**SHORT EXERCISE**:
All of the material below is to be restated word for word, apart from the pictures.

— START OF DATA SHOWN —

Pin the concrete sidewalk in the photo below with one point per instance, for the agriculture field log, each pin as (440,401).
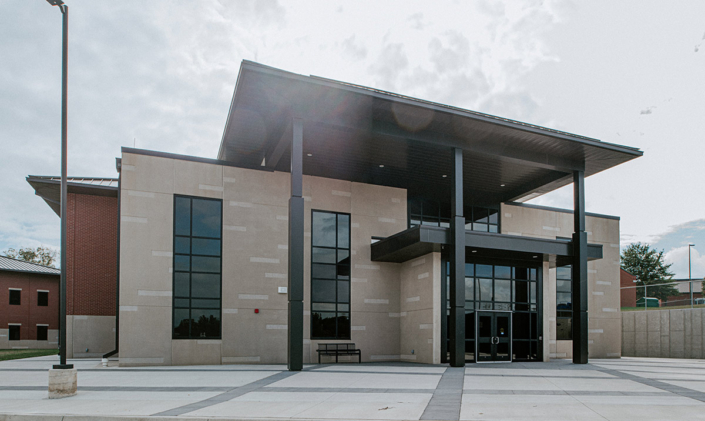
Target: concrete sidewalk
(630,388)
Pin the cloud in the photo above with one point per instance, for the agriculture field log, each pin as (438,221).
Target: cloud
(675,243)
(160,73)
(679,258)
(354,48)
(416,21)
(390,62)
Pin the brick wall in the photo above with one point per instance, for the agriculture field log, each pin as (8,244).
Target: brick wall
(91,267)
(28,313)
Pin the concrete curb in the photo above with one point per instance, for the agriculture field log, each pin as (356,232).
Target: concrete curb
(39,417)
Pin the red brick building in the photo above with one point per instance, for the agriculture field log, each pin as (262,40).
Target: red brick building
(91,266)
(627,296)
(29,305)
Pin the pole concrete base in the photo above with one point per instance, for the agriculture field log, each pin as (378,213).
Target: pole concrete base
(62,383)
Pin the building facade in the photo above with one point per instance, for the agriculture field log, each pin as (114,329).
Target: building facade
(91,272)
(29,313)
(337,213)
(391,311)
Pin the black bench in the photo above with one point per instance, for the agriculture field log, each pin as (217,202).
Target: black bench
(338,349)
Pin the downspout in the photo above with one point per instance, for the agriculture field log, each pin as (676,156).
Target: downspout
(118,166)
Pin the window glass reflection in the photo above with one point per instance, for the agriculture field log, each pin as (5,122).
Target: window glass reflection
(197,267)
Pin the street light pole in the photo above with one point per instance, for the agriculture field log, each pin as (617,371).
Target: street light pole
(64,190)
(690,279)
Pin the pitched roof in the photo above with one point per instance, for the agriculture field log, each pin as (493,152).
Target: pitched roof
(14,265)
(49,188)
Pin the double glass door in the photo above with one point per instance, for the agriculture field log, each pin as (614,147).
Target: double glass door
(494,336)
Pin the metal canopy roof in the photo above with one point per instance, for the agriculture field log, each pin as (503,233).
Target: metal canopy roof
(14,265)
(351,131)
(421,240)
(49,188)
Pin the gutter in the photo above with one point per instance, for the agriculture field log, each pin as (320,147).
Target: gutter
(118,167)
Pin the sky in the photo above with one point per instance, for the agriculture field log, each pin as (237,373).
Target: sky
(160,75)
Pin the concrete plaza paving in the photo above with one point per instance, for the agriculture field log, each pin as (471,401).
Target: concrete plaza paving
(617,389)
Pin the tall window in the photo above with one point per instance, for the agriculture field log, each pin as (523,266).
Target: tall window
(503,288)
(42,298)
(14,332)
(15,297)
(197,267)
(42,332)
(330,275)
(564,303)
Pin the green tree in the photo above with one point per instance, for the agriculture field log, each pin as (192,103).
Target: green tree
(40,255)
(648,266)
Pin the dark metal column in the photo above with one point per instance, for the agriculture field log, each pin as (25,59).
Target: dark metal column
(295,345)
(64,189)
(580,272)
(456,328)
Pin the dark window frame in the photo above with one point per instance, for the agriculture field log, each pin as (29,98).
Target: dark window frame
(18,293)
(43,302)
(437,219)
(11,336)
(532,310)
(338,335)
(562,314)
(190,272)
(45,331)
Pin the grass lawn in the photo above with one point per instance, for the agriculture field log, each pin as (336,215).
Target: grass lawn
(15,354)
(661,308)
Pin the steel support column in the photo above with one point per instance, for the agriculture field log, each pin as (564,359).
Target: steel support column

— END OF DATA SHOWN —

**WRITTEN SOLUTION**:
Pin the concrete sidewalk in the photo below with one point per instance, for the agriculture field log, each pin as (440,401).
Target: concrete sidewalk
(630,388)
Pin the cloud in the photo above with one point per instance, for the agriculture field log, each pin as (438,221).
Target: cloud
(675,243)
(160,73)
(679,258)
(354,48)
(416,21)
(390,62)
Pin the brick wall in the photo above with one point per instance, for the agriculture field log, each pin as (8,244).
Target: brick wall
(91,267)
(28,313)
Pin the concrete curb in the photo above with one point per instance, for the agriculture field log, each pin as (356,232).
Target: concrete curb
(39,417)
Pin the red brick building in the photo above with one point per instance, for the agriculture field log, each pin as (262,40).
Target: red brick building
(91,266)
(627,296)
(29,305)
Pin the pole concrete base in the photo above with one point per instance, for the agriculture field log, each pin as (378,213).
Target: pole concrete base
(62,383)
Pin the building facade in the photo above with one point per instance, for the agriculture field log, each pin as (114,329).
Target: building facade
(91,272)
(29,313)
(337,213)
(391,311)
Pin the black bench in the photo above with one point per instance, for the agriculture field log, each pin as (217,202).
Target: black bench
(338,349)
Pin the downspout in the photo above with one point per instance, for the agriculture field log, each pin as (676,156).
Target: downspout
(118,166)
Pin the window glass reflection in the photo above with one point per instance, for the agriculture field log, each pin as (5,122).
Target: window glass reflection
(197,267)
Pin the street light pole in the photo above with one point per instance, for the agriculture field log, each pin as (617,371).
Target: street light pole
(64,190)
(690,279)
Pin the pitched roof in the photo above with one point per instance, for the agriculture field log, each pin as (493,152).
Target: pitched roof
(14,265)
(49,188)
Pin the double glass door in the photo above with one point per instance, for the agriculture field log, each pin as (614,147).
Target: double glass door
(494,336)
Pin the metal canopy roof in the photo above with one point per instance, for the agriculture field log, each pin as (503,233).
Target: metal canopy roof
(14,265)
(351,131)
(421,240)
(49,188)
Pin the gutter in the photo above with one point per instance, for the agriculture field log, each pin as (320,147).
Target: gutter
(118,167)
Pin the sky in the photo above with one point per instance, for the agriculture field log, each pin as (237,373).
Target: sky
(160,75)
Pin the concrete plaza paving in the photo above with one point per instance, for the agriculture field log, each pin as (471,401).
Target: concrete plaza paving
(617,389)
Pin the tall window in the photo above with one point per instance, for the agriculture field log, each pin as (523,266).
Target: tall window
(503,288)
(42,298)
(14,332)
(15,297)
(197,267)
(42,332)
(330,275)
(564,303)
Pin the green tree in the photo above with one point per instance, for the agriculture field log, each pin as (192,103).
Target: green tree
(40,255)
(648,266)
Pin the dark metal column in the photo above with one point per instance, for the agriculture field log, each pin as (25,59).
Target: dark metal column
(295,345)
(64,189)
(580,272)
(456,328)
Pin the dark window frame in the photo above with one point per instance, for the agriculture field log, each pin as (29,98).
Target: dark window frame
(18,293)
(43,302)
(437,219)
(11,336)
(532,310)
(338,335)
(562,314)
(190,272)
(45,331)
Pin the grass lawn in the photo above with one point per instance, for the agriculture field log, each pin as (336,215).
Target: grass lawn
(15,354)
(661,308)
Pin the steel support column in the photo above with one point per instance, for the agriculture field log, each pin as (564,359).
Target: steel support column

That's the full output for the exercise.